Request 1
In the court opinion below, condense the paragraph beginning "The Supreme Court and this circuit are committed" into a shorter version that keeps its main facts.

Source passage
The Supreme Court and this circuit are committed to the principle that debate in union campaigns should be vigorous and uninhibited, subject to the limitations we have heretofore set forth. Linn v. United Plant Guard Workers, 383 U.S. 53, 62, 86 S.Ct. 657, 663, 15 L.Ed.2d 582 (1966); N. L. R. B. v. TRW-Semieonductors, Inc., supra. The exercise of free speech in these campaigns should not be unduly restricted by narrow construction. It is highly desirable that the employees involved in a union campaign should hear all sides of the question in order that they may exercise the informed and reasoned choice that is their right. Colonial Corporation v. N. L. R. B., 427 F.2d 302 (6th Cir. 1970); N. L. R. B. v. TRW-Semiconductors, Inc., supra; P. R. Mallory & Co. v. N. L. R. B., supra. The statements of Linka do not justify the strained interpretation given them by the Board, but were within the protection of the free speech provisions of the First Amendment, as implemented by Section 8(c) of the National Labor Relations Act. N. L. R. B. v. Laars Engineers, Inc., supra. The petition for enforcement of the Board’s order is denied.
. San Francisco & Vicinity Printing Pressmen Offset Workers & Assistants’ Union No. 24, International Printing Pressmen and Assistants’ Union of North America, AFL-OIO.
. Section 8(c) provides that:
“The expressing of any views, argument or opinion, or the dissemination thereof, whether in written, printed, graphic, or visual form, shall not constitute or be evidence of an unfair labor practice under any of the provisions of this subchapter, if such expression contains no threat of reprisal or force or promise of benefit.”
. The Board found no fault with the factual findings or resolutions of credibility by the examiner, but held that the witness Linka’s own testimony supported the Board’s inference that Linka’s statements constituted implicit threat. We note that where a disagreement between the Board and the trial examiner does not turn upon questions of fact or upon the credibility of witnesses, but upon the inferences to be drawn from the record as a whole, no special weight need be given to the conclusions of the trial examiner. Hawkins v. N.L.R.B., 358 F.2d 281 (7th Cir. 1966) ; Cheney California Lumber Co. v. N.L.R.B., 319 F.2d 375, 377 (9th Cir. 1963). The Board is free to accept the basic facts and credibility determinations and to draw inferences therefrom different from those drawn by the trial examiner. In such cases, however, the reviewing court will carefully examine the Board’s findings, and overbearing evidence calling for inferences contrary to those of the Board must be considered controlling. Jervis Corp., Bolivar Division v. N.L.R.B., 387 F.2d 107 (6th Cir. 1967) ; N.L.R.B. v. Mt. Vernon Telephone Corp., 352 F.2d 977 (6th Cir. 1965).

Given data
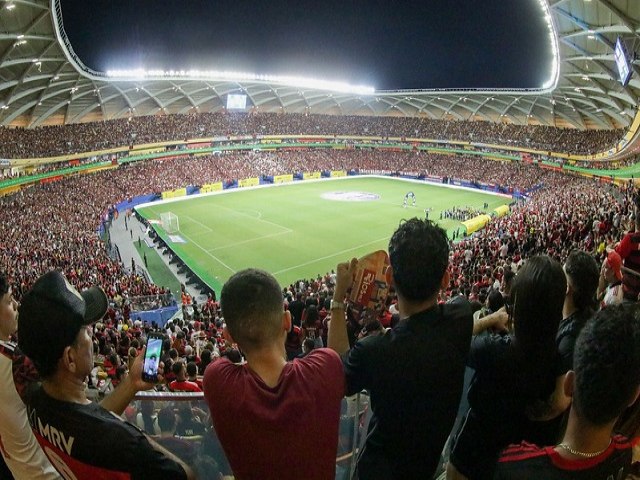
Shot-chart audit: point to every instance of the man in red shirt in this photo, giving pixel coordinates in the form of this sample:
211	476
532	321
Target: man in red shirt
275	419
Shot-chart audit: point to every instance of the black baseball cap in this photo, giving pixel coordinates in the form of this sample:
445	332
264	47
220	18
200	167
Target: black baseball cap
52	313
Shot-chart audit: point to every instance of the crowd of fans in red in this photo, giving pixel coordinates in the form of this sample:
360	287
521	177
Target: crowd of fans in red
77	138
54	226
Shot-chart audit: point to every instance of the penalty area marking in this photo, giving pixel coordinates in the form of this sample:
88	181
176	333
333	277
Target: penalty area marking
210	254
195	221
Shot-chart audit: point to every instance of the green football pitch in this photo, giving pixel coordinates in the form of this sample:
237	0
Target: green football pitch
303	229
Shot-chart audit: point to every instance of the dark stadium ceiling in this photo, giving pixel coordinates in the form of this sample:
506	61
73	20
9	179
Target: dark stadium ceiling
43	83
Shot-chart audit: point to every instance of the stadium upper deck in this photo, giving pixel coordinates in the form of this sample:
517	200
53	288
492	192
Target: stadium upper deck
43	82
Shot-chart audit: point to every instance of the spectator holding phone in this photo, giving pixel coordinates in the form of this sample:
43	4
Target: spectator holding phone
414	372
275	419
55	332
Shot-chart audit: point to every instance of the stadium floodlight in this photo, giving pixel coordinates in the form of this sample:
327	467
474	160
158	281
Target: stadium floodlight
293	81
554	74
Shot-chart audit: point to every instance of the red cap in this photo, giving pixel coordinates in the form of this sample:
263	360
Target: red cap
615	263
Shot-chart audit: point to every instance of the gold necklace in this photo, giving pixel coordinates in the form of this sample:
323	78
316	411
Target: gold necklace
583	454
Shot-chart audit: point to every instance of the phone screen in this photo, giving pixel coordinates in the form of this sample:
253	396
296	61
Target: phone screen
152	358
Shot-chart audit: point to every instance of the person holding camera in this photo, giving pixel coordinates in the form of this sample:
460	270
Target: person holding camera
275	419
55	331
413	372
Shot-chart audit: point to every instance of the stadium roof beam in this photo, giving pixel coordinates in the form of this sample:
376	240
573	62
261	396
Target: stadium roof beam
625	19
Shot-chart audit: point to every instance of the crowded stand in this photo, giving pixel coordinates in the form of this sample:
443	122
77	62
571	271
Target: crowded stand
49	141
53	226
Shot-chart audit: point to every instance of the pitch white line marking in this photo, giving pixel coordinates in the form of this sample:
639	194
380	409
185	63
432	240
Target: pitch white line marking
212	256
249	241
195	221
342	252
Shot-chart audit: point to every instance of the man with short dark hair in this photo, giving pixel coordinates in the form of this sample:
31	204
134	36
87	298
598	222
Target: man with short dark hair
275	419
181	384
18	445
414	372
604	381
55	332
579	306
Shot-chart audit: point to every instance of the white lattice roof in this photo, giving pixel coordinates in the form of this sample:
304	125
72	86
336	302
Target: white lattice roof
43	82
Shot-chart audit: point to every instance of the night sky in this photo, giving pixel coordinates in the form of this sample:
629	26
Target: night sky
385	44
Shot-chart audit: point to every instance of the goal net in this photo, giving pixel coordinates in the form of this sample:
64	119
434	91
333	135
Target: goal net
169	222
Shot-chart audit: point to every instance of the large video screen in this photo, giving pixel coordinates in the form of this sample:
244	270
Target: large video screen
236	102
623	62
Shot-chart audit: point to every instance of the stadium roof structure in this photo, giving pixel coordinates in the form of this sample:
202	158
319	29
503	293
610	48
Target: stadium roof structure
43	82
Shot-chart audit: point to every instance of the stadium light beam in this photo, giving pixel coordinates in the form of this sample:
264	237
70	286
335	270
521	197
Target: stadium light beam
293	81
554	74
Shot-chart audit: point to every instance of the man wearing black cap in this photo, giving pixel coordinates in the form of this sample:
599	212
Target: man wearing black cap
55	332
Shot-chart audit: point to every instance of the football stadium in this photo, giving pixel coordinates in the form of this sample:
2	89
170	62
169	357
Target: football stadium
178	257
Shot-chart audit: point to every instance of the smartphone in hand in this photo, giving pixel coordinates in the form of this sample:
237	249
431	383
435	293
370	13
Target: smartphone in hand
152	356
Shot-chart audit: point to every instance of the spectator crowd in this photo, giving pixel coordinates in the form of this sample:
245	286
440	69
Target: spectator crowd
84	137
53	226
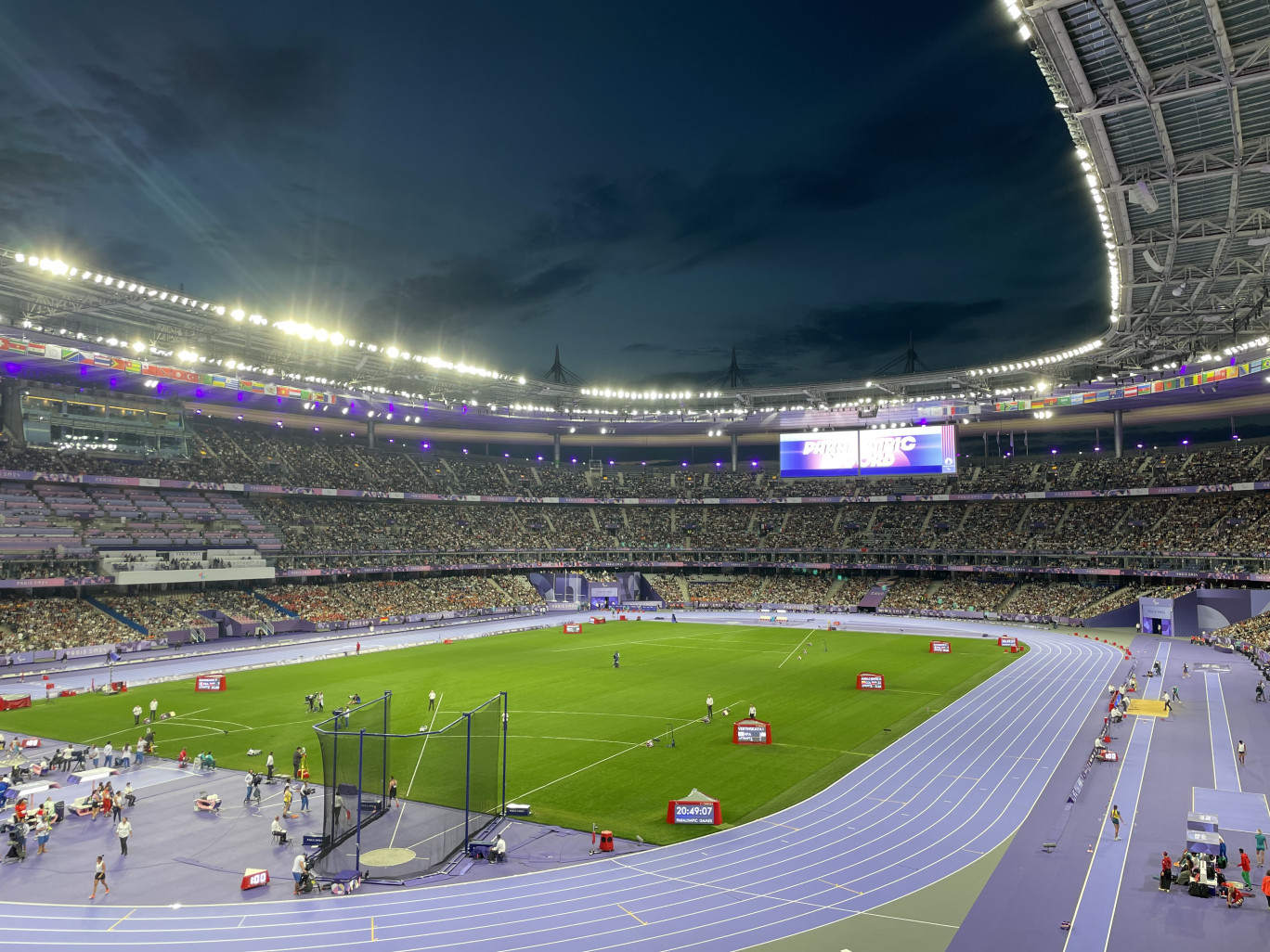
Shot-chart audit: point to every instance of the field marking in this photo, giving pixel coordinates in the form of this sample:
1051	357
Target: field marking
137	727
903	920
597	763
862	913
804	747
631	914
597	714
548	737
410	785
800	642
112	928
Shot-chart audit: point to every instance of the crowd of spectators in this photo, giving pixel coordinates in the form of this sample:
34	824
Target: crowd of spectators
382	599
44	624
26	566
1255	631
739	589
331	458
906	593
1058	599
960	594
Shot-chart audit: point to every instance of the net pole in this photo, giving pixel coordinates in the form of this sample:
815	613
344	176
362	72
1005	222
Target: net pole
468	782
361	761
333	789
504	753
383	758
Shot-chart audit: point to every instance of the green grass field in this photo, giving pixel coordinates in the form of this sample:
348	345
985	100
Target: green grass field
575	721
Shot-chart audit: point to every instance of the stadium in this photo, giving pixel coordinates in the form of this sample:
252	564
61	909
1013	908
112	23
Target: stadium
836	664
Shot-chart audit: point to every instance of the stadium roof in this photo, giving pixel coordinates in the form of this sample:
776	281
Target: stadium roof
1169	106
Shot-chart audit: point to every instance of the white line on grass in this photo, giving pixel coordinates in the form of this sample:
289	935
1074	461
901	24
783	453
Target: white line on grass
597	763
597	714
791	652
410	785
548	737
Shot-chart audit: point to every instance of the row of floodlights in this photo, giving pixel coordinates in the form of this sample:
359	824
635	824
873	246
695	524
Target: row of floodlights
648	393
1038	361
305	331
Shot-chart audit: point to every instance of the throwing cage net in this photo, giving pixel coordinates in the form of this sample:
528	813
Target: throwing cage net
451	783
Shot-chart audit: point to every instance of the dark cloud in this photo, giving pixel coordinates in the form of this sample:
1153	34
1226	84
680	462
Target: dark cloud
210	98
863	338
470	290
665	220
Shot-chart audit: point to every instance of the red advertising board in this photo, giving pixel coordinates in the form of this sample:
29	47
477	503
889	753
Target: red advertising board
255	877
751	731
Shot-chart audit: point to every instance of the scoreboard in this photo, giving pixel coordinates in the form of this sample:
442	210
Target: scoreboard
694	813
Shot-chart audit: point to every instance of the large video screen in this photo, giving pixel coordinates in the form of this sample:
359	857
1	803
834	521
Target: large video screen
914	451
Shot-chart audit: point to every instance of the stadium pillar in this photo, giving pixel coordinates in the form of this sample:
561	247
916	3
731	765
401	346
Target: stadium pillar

--

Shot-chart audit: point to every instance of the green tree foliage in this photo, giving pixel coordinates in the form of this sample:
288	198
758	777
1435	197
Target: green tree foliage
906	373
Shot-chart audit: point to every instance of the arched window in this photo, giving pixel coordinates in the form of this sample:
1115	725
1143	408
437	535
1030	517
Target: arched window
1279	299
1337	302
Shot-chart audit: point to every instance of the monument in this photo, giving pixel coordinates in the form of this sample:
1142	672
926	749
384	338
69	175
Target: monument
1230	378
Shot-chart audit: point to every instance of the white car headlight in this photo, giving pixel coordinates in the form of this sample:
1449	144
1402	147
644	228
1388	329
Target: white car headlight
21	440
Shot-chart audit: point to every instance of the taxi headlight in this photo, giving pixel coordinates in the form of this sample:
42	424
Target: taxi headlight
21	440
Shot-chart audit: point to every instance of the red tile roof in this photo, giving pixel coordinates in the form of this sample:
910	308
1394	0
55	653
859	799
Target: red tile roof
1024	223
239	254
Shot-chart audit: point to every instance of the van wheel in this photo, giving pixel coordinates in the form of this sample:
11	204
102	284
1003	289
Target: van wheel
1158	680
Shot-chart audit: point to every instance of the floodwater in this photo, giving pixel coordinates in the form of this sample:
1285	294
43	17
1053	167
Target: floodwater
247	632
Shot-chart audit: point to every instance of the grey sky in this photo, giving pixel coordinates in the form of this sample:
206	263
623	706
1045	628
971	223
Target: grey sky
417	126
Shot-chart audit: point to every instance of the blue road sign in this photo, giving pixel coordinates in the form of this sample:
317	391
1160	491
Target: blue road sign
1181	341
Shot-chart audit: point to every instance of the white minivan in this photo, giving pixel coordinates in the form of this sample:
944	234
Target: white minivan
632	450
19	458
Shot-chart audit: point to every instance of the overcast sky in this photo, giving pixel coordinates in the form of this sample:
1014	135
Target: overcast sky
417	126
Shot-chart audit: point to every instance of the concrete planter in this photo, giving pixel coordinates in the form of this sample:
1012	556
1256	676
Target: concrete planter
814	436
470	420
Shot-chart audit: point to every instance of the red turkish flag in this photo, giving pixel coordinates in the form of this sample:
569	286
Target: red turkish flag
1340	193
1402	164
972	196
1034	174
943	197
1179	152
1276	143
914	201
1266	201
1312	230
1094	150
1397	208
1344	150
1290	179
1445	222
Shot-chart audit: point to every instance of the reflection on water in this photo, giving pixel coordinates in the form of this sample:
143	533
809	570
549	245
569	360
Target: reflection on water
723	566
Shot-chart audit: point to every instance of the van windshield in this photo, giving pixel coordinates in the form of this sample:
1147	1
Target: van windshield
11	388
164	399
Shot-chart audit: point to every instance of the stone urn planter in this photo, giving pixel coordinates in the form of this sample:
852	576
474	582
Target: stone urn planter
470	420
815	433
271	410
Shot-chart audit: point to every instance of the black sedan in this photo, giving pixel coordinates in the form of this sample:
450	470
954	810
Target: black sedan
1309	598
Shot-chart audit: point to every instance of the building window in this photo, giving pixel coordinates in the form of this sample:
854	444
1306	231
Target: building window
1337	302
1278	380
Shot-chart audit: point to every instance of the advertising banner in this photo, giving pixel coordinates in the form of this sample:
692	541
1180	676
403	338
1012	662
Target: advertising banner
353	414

Request 2
Extract each line of the records above that contains the string "green".

Written answer 1
The Supreme Court and this circuit hold that debate in union campaigns should be vigorous and uninhibited, within the limits already set out, and that free speech in these campaigns should not be narrowly restricted. Employees should hear all sides so they can make the informed, reasoned choice that is their right. Linka's statements do not justify the Board's strained interpretation. They were protected free speech under the First Amendment, as implemented by Section 8(c) of the National Labor Relations Act. The petition for enforcement of the Board's order is denied.

Written answer 2
Shot-chart audit: point to every instance of the green football pitch in this photo, giving pixel coordinates in the form of this sample:
Target: green football pitch
Shot-chart audit: point to every instance of the green grass field in this photo, giving pixel coordinates in the form of this sample:
Target: green grass field
Shot-chart audit: point to every instance of the green tree foliage in this photo, giving pixel coordinates in the form of this sample:
Target: green tree foliage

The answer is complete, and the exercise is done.